- Born: Aitor Lozano Zabala 13 March 1979 (age 46) Barcelona, Spain
- Culinary career
- Rating(s) Michelin Stars ;
- Current restaurant(s) Somni (West Hollywood) ; ;

= Aitor Zabala =

Spanish chef

Aitor Zabala Lozano (born 13 March 1979) is a Spanish chef who owns Somni in West Hollywood, a restaurant that received three Michelin stars on 25 June 2025.

== Biography ==
Aitor, born in Barcelona, came from a family with Basque roots and a culinary tradition. His grandfather, Luis Zabala, a professional soccer player who played for Athletic Club, in Bilbao, was signed by FC Barcelona in 1941, and he moved with his family to Barcelona. Aitor's grandmother and mother worked in relevant Basque restaurants in Barcelona.

Aitor began his training at the Hoffman School of Gastronomy in Barcelona. He worked in several Spanish restaurants, such as Akelarre, Arzak, Alkimia, and El Bulli, between 2006 and 2009, eventually collaborating on Ferran Adrià's creative team. There, he met chef José Andrés, who suggested he take over the creative direction of his restaurant group in the United States.

With José Andrés, he founded the first Somni ( in Catalan) at the SLS Beverly Hills hotel in 2018. The restaurant earned two Michelin stars, and Aitor was named the eighth best chef in the world in 2020 by The Best Chef Awards. In August 2020, due to the COVID-19 pandemic, the hotel and restaurant closed.

For the next five years, Zabala worked on reopening Somni with new investment partners, with the intention of opening it in 2023. However, it wasn't until 24 November 2024, that it was reopened. On 25 June 2025, at the presentation gala for the US edition of the 2025 Michelin Guide in Sacramento, it was announced that the Somni restaurant had received three stars just seven months after its reopening. With this, Zabala became the first Spanish chef to earn three stars outside of Spain. Somni and the restaurant Providence in Hollywood were simultaneously the first restaurants in Greater Los Angeles to be awarded three Michelin stars.

Task instructions:
According to the Aitor Zabala biography, on what date did Somni reopen? The rows that follow come from a separate source and are unrelated to the Aitor Zabala biography.

Record set:
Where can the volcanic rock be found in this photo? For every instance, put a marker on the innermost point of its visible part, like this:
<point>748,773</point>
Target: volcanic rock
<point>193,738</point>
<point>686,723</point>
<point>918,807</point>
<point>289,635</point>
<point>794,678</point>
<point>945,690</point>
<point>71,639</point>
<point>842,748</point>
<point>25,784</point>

Your solution:
24 November 2024